» **Exercise prompt**
In the stretch of lines from the start through the line containing "pixel 149 100", change "single dot" to "small dot" and write out those lines again with everything else left as it is.

» **Provided data**

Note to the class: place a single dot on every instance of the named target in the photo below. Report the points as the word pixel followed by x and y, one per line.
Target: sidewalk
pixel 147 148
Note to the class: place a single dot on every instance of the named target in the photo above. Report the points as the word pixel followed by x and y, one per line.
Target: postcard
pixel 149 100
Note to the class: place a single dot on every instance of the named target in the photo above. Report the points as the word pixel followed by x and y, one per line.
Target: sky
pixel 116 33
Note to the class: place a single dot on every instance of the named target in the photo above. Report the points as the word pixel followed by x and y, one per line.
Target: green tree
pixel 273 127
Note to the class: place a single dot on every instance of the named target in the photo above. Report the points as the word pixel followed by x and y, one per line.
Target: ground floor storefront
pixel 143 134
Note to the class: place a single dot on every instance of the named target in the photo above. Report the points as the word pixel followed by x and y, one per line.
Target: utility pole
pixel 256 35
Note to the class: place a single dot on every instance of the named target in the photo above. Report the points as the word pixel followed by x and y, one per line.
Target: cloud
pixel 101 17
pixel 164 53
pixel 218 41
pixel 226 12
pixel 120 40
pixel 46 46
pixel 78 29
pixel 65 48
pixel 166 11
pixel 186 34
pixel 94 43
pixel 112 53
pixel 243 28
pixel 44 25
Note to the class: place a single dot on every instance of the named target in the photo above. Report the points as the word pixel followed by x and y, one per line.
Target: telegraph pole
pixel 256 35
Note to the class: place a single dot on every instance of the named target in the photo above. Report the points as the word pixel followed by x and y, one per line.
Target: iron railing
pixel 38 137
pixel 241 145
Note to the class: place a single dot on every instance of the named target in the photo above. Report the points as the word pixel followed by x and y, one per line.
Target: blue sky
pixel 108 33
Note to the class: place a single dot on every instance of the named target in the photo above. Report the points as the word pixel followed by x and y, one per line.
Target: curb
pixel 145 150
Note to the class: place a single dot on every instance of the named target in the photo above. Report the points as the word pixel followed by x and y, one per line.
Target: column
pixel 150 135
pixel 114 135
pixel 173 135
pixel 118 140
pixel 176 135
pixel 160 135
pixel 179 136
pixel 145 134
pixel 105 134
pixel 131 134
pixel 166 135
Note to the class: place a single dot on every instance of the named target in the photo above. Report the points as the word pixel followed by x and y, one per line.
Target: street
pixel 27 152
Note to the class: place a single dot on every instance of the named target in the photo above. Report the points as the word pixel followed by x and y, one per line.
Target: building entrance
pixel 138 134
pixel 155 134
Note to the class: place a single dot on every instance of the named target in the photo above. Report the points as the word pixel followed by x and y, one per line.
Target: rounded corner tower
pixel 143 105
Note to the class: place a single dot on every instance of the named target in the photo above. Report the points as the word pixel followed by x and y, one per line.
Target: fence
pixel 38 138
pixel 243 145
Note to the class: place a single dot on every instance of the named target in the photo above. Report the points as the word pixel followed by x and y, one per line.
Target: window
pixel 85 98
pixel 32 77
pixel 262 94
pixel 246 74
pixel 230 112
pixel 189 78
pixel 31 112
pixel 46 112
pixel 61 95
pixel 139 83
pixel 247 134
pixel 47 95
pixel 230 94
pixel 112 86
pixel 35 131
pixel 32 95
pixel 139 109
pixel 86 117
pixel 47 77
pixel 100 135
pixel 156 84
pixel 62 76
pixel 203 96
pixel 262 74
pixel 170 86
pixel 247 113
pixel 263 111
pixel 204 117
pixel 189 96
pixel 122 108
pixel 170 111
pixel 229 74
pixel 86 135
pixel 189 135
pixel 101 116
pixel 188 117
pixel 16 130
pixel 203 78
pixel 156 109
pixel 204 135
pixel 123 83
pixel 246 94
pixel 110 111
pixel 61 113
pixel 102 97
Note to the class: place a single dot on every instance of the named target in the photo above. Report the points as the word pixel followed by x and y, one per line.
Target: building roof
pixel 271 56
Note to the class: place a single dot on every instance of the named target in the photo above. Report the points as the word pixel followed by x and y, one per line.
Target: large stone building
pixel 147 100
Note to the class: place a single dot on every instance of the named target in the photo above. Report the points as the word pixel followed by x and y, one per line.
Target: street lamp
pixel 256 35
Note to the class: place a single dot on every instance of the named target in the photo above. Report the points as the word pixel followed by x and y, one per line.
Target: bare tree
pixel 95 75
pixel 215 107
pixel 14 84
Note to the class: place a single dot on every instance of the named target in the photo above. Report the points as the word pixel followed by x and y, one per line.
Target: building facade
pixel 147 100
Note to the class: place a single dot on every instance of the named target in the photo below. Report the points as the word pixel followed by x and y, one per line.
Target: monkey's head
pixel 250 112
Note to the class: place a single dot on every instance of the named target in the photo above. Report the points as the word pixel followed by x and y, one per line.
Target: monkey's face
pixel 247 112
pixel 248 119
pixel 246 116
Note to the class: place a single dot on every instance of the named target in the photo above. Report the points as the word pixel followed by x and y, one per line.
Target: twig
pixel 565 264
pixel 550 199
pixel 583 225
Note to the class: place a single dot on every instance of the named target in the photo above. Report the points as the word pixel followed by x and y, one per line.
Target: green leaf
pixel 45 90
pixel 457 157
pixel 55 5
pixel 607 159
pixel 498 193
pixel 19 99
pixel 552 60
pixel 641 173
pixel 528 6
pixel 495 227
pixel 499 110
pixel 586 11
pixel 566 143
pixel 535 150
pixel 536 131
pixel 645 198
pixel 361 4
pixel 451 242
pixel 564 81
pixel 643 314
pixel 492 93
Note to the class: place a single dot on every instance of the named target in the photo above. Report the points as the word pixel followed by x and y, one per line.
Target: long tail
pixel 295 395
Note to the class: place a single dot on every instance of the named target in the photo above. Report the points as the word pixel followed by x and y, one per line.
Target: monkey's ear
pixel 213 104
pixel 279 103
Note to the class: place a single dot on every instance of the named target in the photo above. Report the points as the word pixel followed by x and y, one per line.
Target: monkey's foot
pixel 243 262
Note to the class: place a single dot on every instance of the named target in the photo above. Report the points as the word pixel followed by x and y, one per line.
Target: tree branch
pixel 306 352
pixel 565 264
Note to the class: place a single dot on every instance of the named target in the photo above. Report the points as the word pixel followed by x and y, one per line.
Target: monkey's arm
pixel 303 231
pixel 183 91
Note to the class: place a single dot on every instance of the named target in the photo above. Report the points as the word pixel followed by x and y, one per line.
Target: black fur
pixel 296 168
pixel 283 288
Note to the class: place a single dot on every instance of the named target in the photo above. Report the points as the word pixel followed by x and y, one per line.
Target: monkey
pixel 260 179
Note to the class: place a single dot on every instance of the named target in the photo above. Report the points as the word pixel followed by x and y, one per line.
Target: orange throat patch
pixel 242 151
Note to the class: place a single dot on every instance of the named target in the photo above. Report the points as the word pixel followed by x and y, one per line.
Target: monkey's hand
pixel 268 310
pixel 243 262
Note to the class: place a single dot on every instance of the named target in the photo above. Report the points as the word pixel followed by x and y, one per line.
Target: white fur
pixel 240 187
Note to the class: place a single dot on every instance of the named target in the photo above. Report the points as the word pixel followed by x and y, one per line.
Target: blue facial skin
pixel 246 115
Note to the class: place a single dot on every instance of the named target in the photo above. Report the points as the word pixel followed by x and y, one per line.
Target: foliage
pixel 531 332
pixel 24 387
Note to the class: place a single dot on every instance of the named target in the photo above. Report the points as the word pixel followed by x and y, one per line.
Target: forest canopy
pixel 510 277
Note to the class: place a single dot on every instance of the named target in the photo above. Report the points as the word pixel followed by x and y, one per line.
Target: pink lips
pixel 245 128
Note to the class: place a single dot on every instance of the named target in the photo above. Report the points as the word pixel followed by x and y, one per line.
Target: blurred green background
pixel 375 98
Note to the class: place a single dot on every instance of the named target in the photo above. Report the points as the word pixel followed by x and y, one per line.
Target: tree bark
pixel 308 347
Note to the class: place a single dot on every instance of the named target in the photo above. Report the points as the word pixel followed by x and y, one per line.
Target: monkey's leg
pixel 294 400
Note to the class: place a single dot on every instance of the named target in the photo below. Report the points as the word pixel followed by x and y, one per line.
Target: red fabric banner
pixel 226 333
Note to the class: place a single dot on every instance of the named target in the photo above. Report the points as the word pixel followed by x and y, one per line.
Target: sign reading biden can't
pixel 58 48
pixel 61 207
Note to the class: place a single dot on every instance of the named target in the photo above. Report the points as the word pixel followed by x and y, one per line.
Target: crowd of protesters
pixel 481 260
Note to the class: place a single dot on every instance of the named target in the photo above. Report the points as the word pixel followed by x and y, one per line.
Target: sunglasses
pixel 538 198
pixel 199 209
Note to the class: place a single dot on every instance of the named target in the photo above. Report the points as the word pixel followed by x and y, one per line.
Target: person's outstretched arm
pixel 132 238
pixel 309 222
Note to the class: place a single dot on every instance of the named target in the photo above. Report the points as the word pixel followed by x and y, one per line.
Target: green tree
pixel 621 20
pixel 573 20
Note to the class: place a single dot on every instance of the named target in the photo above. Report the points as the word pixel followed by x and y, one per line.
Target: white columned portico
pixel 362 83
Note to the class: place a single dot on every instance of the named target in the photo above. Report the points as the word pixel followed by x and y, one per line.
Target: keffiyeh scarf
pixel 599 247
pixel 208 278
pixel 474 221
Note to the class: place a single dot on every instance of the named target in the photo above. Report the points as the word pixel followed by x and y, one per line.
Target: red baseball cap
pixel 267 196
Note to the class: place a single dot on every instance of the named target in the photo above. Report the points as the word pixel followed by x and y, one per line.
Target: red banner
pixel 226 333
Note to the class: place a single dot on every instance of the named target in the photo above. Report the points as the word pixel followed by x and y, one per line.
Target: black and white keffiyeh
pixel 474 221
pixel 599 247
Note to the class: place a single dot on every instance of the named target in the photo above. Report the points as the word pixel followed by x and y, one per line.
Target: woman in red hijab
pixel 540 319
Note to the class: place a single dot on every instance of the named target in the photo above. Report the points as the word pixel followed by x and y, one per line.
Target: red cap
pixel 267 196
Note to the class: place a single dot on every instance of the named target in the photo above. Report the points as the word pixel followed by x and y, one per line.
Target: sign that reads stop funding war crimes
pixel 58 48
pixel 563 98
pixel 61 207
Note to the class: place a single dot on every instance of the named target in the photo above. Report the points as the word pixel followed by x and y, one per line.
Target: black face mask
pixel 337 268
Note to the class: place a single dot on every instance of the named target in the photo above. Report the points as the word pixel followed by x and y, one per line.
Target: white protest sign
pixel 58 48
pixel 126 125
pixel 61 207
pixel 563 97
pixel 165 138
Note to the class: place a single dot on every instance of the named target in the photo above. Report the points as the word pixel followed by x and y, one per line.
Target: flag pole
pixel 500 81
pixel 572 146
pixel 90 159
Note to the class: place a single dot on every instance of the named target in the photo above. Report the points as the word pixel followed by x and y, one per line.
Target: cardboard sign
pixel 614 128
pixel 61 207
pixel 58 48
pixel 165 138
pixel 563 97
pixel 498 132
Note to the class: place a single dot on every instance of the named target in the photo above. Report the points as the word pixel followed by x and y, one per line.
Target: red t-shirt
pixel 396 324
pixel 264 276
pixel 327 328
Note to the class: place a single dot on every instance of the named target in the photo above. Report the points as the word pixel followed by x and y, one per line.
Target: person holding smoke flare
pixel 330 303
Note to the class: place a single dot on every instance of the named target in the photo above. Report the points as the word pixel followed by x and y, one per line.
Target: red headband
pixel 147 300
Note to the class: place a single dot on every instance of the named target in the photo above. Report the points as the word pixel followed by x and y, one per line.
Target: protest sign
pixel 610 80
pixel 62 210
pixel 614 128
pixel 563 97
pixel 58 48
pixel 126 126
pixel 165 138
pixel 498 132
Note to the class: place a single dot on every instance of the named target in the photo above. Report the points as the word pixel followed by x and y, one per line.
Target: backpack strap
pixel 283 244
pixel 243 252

» **Output for this exercise**
Note to the class: place a small dot on every instance of the named target in the photo below. Report the points as the word pixel followed by x and y, one per line.
Target: sidewalk
pixel 147 148
Note to the class: place a small dot on every instance of the named target in the photo above. Report the points as the word pixel followed by x and y, one per line.
Target: postcard
pixel 149 100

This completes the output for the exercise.